**PAGE EXCERPT**
»»

Utilisation of residues from biodiesel production in fuel cells

Abstract

With the achievements recorded in the development of fuel cell technology, arguably hydrogen-driven systems would replace the combustion fossil fuel-based systems in the nearest future for safer and pollution-free environment. The much desired renewable and sustainable hydrogen infrastructure to replace or complement the fast-depleting fossil-based hydrogen fuel for the full commercialisation of fuel cell could be achieved through catalyst development and gasification of by-product glycerol glut from biodiesel production activity seen as a waste at the moment.

In this study, the development of catalysts for the conversion of biomass vegetable oil via transesterification reaction to biodiesel has been explored in parallel to the subsequent catalytic gasification of pure and by-product glycerol from biodiesel synthesis to generate hydrogen-rich gases for utilisation in fuel cells.

Reaction of tricalcium aluminate (C3A) with adsorbed water vapour under controlled hydration process at elevated temperatures was found to modify its surface morphology by formation of strongly basic hydroxide products. This was found to increase its surface basic strength and ability to catalyse transesterification reaction to biodiesel for the first time. Furthermore, basic alkaline earth metal oxides MgO, SrO and transition metal oxide ZnO that are known to catalyses transesterification reaction but suffered deactivation due to profuse leaching were doped and incorporated into the non-hydrated tricalcium aluminate (C3A) lattice structure. The doped catalysts were found to be not only active and selective to biodiesel formation but also resistant to deactivation by leaching of the doped active metals for the first time.

The rapid deactivation of the nickel-based catalyst Ni/Al₂O₃ due to carbon deposition; agglomeration and phase transformation especially during prolonged high temperature operations using feedstock glycerol in steam reforming was minimised through the use of promoters such as ceria (CeO₂) and LSCM (La₀.₇₅Sr₀.₂₅Cr₀.₅Mn₀.₅O[sub](3-δ)) and alternative supports such as samarium-doped ceria (Ce₀.₈Sm₀.₂O[sub](2-δ)) and zirconia-doped ceria (Ce₀.₇₅Zr₀.₂₅O₂). This led to the development of a new catalyst system NiLa₀.₇₅Sr₀.₂₅Cr₀.₅Mn₀.₅O[sub](3-δ)/

Ce₀.₇₅Zr₀.₂₅O₂ (Ni-LSCM/Ce-Zr) which was found to be very active and offered much better suppression of carbon deposition and agglomeration minimizing catalyst deactivation. However, the work revealed that, the ‘traditional’ wet impregnation method does not offer sufficient control over particle size, growth and distribution. It takes time, is costly and results in weak interaction between the active phase metal catalyst particles and support leading to agglomeration, instability and deactivation at times even where a promoter was used; hence this offered poor catalytic properties.

««

**GOAL OF THE EXERCISE**
Can you print the biodiesel residues abstract word for word, from "In this study, the" up to and including "in fuel cells."? Nothing in the listing is needed here.

**SUPPLIED MATERIAL**
»»

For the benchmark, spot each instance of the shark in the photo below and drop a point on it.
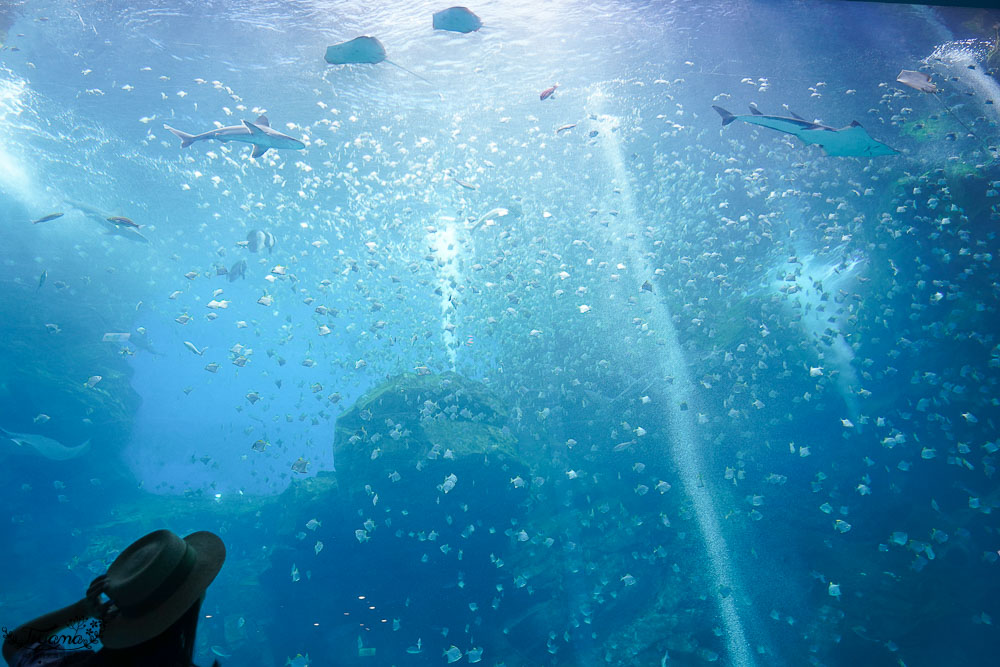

««

**THE COMPLETED TASK**
In this study, the development of catalysts for the conversion of biomass vegetable oil via transesterification reaction to biodiesel has been explored in parallel to the subsequent catalytic gasification of pure and by-product glycerol from biodiesel synthesis to generate hydrogen-rich gases for utilisation in fuel cells.